>> start

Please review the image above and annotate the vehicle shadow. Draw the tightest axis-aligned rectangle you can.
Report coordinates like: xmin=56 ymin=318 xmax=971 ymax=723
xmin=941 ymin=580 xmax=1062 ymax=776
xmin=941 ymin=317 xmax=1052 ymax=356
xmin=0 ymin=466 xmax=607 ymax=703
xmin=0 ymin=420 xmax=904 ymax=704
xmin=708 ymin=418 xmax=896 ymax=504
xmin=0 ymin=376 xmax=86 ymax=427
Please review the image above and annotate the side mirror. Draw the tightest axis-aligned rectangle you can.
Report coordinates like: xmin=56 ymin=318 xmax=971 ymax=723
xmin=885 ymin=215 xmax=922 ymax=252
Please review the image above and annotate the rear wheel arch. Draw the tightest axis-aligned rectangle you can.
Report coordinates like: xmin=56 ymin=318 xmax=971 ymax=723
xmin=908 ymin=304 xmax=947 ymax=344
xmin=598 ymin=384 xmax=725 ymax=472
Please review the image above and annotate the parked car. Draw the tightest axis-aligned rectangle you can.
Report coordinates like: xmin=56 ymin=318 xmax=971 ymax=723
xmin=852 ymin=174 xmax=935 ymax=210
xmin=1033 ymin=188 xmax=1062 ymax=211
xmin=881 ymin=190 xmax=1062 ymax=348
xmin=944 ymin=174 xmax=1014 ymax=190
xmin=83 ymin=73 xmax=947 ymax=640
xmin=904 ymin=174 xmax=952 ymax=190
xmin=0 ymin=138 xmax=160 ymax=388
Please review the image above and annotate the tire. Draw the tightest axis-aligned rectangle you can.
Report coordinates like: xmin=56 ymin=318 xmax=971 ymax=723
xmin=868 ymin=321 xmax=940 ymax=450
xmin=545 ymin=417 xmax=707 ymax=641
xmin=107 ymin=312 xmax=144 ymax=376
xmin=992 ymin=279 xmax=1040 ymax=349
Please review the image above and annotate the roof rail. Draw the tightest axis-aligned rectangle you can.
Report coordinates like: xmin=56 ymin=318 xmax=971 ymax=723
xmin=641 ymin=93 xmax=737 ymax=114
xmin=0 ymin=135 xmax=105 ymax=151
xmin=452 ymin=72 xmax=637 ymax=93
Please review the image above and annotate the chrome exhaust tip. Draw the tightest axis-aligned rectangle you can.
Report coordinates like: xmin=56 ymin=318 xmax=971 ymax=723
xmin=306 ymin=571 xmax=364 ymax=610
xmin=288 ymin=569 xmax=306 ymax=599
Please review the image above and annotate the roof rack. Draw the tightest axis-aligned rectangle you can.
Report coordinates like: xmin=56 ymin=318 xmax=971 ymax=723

>> end

- _TASK BRIEF_
Copy all of the records above word for word.

- _EXERCISE RESPONSE_
Please review the image above and annotate the vehicle shadow. Draw the tightest axis-aligned rectangle you can.
Report coordinates like: xmin=56 ymin=318 xmax=971 ymax=723
xmin=941 ymin=580 xmax=1062 ymax=776
xmin=941 ymin=317 xmax=1052 ymax=356
xmin=0 ymin=466 xmax=607 ymax=703
xmin=0 ymin=420 xmax=904 ymax=704
xmin=708 ymin=418 xmax=896 ymax=504
xmin=0 ymin=376 xmax=86 ymax=427
Please review the image above and annotate the side mirror. Draw the tightest axis-aligned rectangle you can.
Report coordinates like: xmin=56 ymin=318 xmax=971 ymax=723
xmin=885 ymin=215 xmax=922 ymax=252
Please review the image above and annotate the rear wheel arch. Draw the tightest axis-aligned rectangle you can.
Report coordinates like: xmin=56 ymin=318 xmax=971 ymax=723
xmin=908 ymin=304 xmax=947 ymax=344
xmin=598 ymin=384 xmax=725 ymax=472
Please review the image above and annotate the parked car. Draw the tightest axis-aligned rectangle you can.
Report coordinates like: xmin=56 ymin=318 xmax=971 ymax=723
xmin=852 ymin=174 xmax=935 ymax=210
xmin=1033 ymin=188 xmax=1062 ymax=211
xmin=881 ymin=190 xmax=1062 ymax=348
xmin=944 ymin=174 xmax=1014 ymax=190
xmin=83 ymin=73 xmax=947 ymax=640
xmin=904 ymin=174 xmax=952 ymax=190
xmin=0 ymin=138 xmax=160 ymax=388
Please review the image above and annotate the tire. Draw the tightest axis-aligned rectangle you can.
Report coordinates like: xmin=56 ymin=318 xmax=971 ymax=723
xmin=868 ymin=321 xmax=940 ymax=450
xmin=545 ymin=417 xmax=707 ymax=641
xmin=107 ymin=312 xmax=144 ymax=376
xmin=992 ymin=279 xmax=1040 ymax=349
Please review the image above and annotate the roof rail. Draw the tightest axis-aligned rectangle you can.
Report coordinates like: xmin=56 ymin=318 xmax=971 ymax=723
xmin=641 ymin=93 xmax=737 ymax=114
xmin=0 ymin=135 xmax=105 ymax=151
xmin=452 ymin=72 xmax=637 ymax=93
Please review the image above and annotate the chrome exhaust tip. Draw the tightest axis-aligned rectangle you can.
Report coordinates like: xmin=56 ymin=318 xmax=971 ymax=723
xmin=306 ymin=571 xmax=364 ymax=610
xmin=288 ymin=569 xmax=306 ymax=599
Please review the image above and annotate the roof rack. Draw the tightest axis-aligned rectangle you can.
Report coordinates like: xmin=56 ymin=318 xmax=971 ymax=723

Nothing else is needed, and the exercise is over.